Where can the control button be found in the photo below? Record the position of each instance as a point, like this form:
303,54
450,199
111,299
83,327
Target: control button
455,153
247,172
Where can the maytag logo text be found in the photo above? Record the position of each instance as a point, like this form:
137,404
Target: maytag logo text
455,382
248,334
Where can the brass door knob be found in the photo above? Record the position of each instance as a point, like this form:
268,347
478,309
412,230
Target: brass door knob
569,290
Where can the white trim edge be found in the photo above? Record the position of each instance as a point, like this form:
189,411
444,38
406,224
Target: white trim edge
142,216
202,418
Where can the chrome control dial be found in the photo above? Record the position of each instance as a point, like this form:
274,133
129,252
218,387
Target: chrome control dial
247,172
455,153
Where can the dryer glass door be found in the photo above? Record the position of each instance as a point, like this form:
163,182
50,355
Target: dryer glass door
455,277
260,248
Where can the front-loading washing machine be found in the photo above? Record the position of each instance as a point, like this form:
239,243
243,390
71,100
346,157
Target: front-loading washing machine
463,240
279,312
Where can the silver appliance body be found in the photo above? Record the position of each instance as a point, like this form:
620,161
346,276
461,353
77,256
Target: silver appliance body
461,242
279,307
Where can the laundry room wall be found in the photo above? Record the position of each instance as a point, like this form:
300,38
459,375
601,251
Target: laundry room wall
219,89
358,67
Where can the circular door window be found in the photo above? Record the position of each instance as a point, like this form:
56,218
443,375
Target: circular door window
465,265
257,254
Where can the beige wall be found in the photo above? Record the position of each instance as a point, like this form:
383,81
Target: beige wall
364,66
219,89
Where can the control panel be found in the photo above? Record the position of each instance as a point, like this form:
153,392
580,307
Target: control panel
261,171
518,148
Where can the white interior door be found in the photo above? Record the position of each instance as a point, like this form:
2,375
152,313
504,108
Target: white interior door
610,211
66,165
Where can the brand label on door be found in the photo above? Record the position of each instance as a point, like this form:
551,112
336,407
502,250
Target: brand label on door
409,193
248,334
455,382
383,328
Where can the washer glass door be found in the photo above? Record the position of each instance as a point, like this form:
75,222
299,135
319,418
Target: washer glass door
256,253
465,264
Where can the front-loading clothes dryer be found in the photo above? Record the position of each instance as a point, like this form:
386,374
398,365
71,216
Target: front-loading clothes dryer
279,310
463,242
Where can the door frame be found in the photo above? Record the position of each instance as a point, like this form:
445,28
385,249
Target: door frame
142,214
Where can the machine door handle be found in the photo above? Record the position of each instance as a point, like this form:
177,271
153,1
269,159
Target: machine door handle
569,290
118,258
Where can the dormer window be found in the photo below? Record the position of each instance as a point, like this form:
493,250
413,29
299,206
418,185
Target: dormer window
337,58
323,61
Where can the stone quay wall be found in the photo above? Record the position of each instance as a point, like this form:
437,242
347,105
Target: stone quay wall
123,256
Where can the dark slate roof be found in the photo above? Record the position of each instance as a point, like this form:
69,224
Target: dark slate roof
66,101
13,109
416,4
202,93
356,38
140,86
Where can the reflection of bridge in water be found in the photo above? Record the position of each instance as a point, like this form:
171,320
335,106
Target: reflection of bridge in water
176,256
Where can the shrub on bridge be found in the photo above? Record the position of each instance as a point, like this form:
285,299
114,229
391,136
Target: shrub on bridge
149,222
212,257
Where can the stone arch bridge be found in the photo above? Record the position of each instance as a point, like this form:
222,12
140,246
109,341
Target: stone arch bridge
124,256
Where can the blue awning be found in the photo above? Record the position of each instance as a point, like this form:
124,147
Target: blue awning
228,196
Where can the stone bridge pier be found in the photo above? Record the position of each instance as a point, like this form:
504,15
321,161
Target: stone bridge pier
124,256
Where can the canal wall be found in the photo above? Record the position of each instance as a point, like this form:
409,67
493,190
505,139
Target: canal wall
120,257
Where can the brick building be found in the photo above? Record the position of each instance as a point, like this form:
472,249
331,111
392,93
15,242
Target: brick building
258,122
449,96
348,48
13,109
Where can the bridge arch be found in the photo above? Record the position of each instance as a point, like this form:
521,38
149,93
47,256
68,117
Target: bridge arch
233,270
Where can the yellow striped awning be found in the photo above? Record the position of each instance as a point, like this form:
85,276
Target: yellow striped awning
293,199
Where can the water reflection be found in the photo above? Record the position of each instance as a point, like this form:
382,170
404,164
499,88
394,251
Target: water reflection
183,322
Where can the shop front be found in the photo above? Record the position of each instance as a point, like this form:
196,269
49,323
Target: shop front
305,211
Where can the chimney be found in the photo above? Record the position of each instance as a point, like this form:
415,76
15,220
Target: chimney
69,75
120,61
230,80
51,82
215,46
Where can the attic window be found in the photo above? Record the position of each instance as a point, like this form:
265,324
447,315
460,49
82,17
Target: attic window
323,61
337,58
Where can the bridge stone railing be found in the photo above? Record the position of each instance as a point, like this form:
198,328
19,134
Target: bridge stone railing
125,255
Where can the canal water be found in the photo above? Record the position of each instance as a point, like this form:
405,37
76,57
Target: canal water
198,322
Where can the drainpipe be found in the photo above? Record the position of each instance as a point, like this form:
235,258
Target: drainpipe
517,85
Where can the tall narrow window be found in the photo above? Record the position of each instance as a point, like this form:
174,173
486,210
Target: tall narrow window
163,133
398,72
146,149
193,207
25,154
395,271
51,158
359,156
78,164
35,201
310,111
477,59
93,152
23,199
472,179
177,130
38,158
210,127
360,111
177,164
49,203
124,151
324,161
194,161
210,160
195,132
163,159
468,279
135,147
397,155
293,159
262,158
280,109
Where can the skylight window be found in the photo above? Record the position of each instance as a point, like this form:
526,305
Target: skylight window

• • •

GOAL: Copy the lines from the one that has "Where can the skylight" through the end of the items above, replacing "skylight window" with "roof window" and keeping everything else the same.

FINISHED ANSWER:
Where can the roof window be found in the photo above? Record the position of each instance as a point, like this form:
526,305
Target: roof window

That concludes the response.